-- Supplied records start --

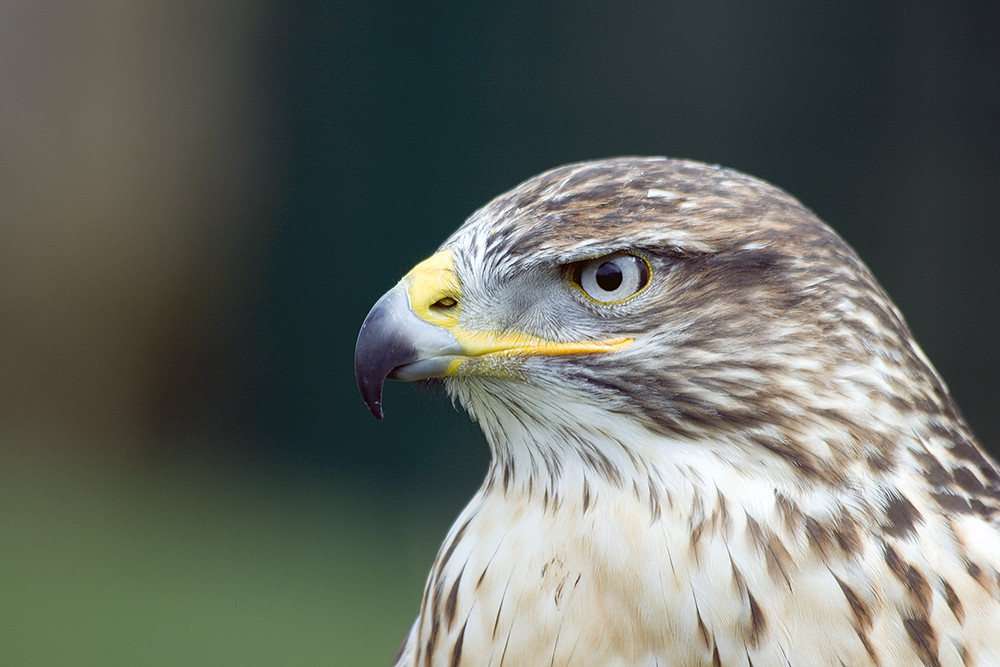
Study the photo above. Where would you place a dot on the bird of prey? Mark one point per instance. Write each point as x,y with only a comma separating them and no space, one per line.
714,440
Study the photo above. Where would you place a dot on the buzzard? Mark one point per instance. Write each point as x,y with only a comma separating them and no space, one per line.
714,440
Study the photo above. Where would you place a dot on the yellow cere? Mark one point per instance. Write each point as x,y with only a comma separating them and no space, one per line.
435,293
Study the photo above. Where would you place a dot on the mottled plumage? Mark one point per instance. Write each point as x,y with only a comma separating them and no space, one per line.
749,461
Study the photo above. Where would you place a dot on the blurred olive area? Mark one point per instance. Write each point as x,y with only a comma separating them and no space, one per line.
199,202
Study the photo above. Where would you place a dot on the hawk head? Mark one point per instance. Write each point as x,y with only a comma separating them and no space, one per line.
714,439
671,296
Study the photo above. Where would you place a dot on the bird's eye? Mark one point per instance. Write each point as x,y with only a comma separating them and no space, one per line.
612,278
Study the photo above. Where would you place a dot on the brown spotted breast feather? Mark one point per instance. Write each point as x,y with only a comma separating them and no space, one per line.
742,458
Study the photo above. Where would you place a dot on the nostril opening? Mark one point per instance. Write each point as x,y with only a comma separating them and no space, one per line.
444,303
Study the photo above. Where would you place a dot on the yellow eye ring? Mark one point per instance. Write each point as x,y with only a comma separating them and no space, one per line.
613,278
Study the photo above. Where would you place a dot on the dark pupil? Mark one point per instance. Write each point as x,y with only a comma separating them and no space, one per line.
609,276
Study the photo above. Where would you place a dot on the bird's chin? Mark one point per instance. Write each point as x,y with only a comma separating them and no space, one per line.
425,369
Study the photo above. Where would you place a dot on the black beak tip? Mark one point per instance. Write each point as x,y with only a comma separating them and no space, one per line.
370,379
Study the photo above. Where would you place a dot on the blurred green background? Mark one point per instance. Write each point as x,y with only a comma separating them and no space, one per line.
200,201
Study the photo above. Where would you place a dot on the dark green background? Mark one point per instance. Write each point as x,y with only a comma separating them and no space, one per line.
221,494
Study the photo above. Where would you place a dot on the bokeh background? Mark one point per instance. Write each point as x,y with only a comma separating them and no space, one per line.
200,201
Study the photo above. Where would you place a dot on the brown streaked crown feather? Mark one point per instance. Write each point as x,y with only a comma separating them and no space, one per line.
774,414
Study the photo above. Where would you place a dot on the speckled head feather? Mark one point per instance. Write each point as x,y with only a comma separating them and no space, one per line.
760,467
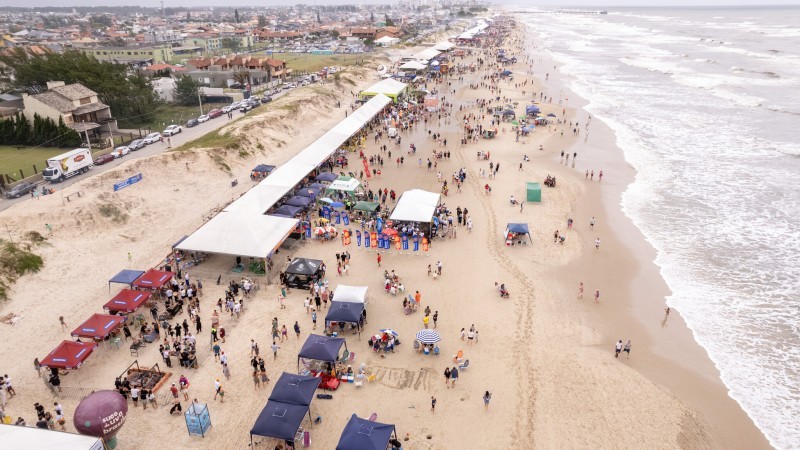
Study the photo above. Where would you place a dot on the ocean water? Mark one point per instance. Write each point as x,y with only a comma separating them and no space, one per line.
705,104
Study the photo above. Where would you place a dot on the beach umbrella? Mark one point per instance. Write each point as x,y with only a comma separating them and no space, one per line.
427,336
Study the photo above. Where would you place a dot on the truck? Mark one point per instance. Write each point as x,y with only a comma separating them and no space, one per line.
66,165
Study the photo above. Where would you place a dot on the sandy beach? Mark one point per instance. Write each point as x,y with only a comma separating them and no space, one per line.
546,356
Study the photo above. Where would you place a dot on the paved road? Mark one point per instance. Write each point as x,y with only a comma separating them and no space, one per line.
188,134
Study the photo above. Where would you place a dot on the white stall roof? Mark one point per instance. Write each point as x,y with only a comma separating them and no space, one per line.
387,86
241,234
413,65
352,294
13,436
444,46
427,54
416,205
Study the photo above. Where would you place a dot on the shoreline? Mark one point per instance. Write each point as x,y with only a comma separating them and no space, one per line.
671,357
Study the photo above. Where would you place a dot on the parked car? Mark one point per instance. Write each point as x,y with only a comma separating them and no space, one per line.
20,189
151,138
136,145
172,130
119,152
102,159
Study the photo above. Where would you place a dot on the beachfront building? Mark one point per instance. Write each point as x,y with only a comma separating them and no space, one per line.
75,104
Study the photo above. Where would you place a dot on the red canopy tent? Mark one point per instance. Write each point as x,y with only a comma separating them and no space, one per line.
153,279
69,355
127,300
99,326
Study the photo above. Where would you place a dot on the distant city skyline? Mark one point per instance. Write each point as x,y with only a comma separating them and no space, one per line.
253,3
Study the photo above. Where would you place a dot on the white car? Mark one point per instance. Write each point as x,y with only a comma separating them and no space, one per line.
172,130
119,152
151,138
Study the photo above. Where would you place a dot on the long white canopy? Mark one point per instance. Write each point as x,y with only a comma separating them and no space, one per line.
241,234
413,65
444,46
416,205
30,437
426,55
352,294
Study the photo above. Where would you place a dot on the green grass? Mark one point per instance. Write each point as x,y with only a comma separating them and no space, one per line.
12,159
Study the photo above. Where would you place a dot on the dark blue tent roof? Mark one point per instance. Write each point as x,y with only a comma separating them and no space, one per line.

-- Supplied records end --

▶ **Exercise description**:
Reproduce the lines word for word, starting with the line that contains "on the distant" and ending with the final line of the excerpts, both included.

▶ **Written response**:
Study the photo above. Where would you place a dot on the distant city skyline? Mark one point per instance. Write each point as x,y with only a comma separating them and no space, one per line.
253,3
Study the photo above. Where would you place a dot on the white car? Mark one point per instance. Write each point as x,y with only a comma separating them and no space, one per line.
172,130
119,152
151,138
Study the photo above. Where would you place a dot on the long white canopy? Mark one point per instance. Write each point as x,y with only a comma separating them and no space, one per line.
241,234
413,65
444,46
416,205
30,437
426,55
352,294
Study the photo above. Where would you place a dot on the green grass? Mark one point per instance. Write each point as x,y with only a comma separating them and no space, one per line.
12,159
Study the photo above. Where would you place a dot on the dark blue tent roof? Mark one point per instance. Write each point as x,y with only a comma separating them and no space, one per line.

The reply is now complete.